WORK TO BE COMPLETED >>
Please return the data below word for word, leaving out the pictures.

[Point annotation data]
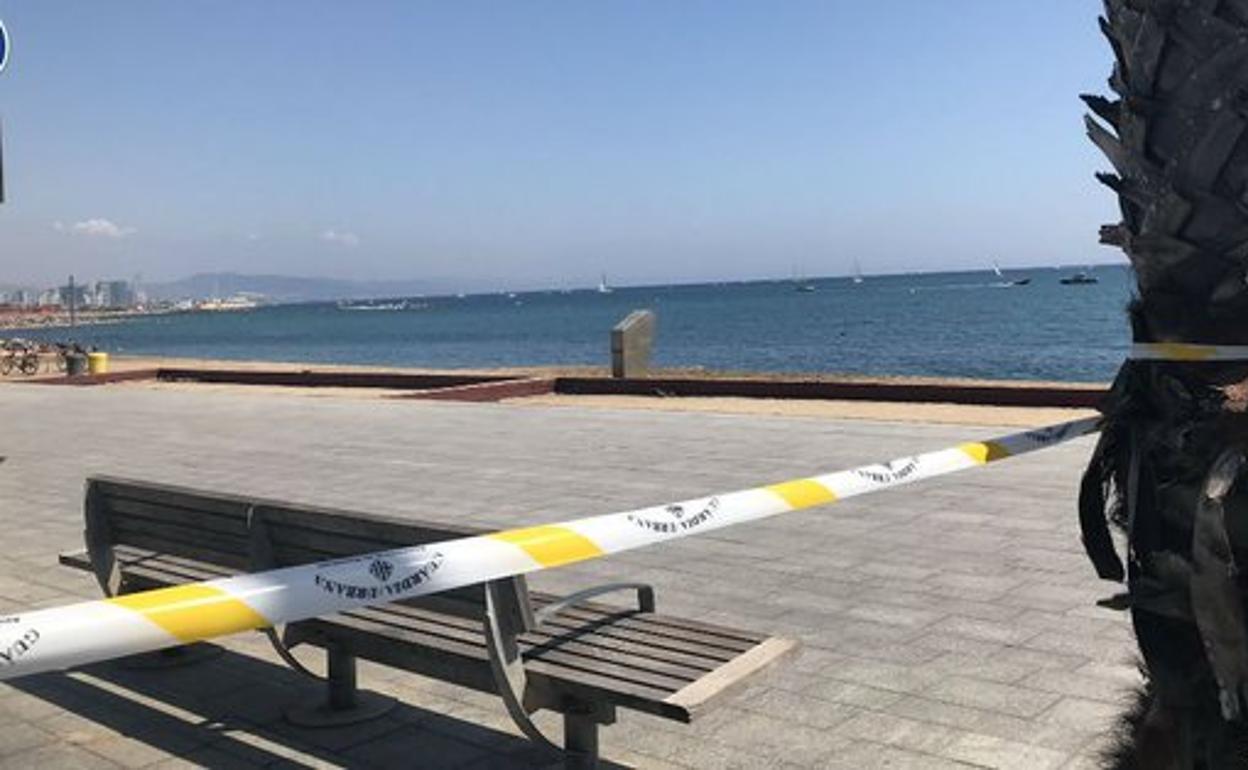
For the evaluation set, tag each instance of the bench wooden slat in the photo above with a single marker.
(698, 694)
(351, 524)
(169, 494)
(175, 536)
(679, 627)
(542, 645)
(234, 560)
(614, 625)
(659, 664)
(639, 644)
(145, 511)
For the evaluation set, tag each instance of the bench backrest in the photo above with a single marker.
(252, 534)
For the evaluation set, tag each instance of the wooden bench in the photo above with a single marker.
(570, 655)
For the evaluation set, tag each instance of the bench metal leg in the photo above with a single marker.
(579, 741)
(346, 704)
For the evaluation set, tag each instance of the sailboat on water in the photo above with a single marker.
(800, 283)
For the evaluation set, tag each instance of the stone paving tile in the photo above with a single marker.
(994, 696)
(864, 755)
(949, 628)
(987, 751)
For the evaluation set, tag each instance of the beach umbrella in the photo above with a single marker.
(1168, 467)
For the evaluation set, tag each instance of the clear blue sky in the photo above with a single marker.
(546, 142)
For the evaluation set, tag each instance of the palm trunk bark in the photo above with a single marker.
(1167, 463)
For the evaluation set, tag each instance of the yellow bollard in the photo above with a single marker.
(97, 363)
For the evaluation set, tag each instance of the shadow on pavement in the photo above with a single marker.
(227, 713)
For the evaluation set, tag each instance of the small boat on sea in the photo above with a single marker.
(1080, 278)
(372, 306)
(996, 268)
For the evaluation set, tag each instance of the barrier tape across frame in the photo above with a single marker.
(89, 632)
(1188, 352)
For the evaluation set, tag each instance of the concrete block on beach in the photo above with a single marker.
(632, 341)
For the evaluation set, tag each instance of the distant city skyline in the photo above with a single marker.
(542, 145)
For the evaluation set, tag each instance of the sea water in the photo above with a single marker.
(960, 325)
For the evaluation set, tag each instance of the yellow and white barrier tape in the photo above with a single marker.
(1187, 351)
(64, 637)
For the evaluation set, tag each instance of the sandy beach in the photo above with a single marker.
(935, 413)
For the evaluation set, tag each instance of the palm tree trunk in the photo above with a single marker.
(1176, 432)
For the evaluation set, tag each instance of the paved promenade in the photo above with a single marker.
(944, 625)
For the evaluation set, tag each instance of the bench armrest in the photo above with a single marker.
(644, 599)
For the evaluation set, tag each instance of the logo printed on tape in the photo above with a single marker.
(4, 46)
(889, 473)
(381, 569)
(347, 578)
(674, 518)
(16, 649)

EXERCISE SOLUTION >>
For the evaluation set, tag each instance of the bench wooden slat in the photo above with a single marker.
(698, 694)
(351, 524)
(169, 494)
(175, 536)
(679, 627)
(542, 645)
(234, 560)
(614, 625)
(659, 664)
(639, 644)
(145, 511)
For the evaluation set, tag each instance of the bench backrest in the photo above with a single marker.
(252, 534)
For the evaluation set, tag each instance of the wooden bench in the photo above with a single marker.
(570, 655)
For the evaluation set, tag each instance of the bench metal leg in the photo above with a single marker.
(579, 741)
(346, 704)
For the evaluation set, tag each instance of the sailboat on water in the photo above with a single marker.
(800, 283)
For the evaluation set, tag each instance of the stone paving tile in the photo above with a single marker.
(994, 696)
(864, 755)
(949, 628)
(987, 751)
For the evaluation set, tag each instance of the beach umbrella in the photo above with a single marker.
(1168, 467)
For the evaluation set, tag each instance of the clear blue sky in the photo above with a single marker.
(546, 142)
For the evaluation set, tag each instance of the palm trunk bark in the photo above with a single marker.
(1167, 463)
For the evaluation set, tag each instance of the yellow bollard in the photo above with a single marker.
(97, 363)
For the evaluation set, tag each instance of the shadow on pavement in the photo above with a single marker.
(227, 713)
For the evaluation set, tag each instance of the small boat on sea in the photo above with a single marker.
(1080, 278)
(372, 306)
(996, 268)
For the evaluation set, tag each instance of the barrier tape across frame in the photo above with a single marker.
(89, 632)
(1188, 352)
For the evaluation set, tag each instance of the concrete block on beach in the photo above with a single marker.
(632, 341)
For the evaluation set, tag each instance of the distant city skyline in the photo above with a single marker.
(542, 145)
For the evaluation set, tag each instance of the sea water in the photo above with a single marker.
(960, 325)
For the evaluation set, tag each instance of the yellow and white barrier tape in the photo above with a single marker.
(1187, 351)
(64, 637)
For the evaluation set, tag each instance of the sandy beach in the photo above with a single marker.
(935, 413)
For the evaluation set, tag each instance of the palm tree trunk in the photo above with a single marker.
(1176, 432)
For the evaluation set, tag each instance of the paved promenade in the photo above with a single marker.
(944, 625)
For the evaluation set, tag each instance of the bench armrest in the photo above with a single marker.
(644, 599)
For the evaluation set, tag each instance of the logo printed on tape in the photo above with a single marker.
(4, 46)
(889, 473)
(381, 569)
(347, 578)
(674, 518)
(16, 649)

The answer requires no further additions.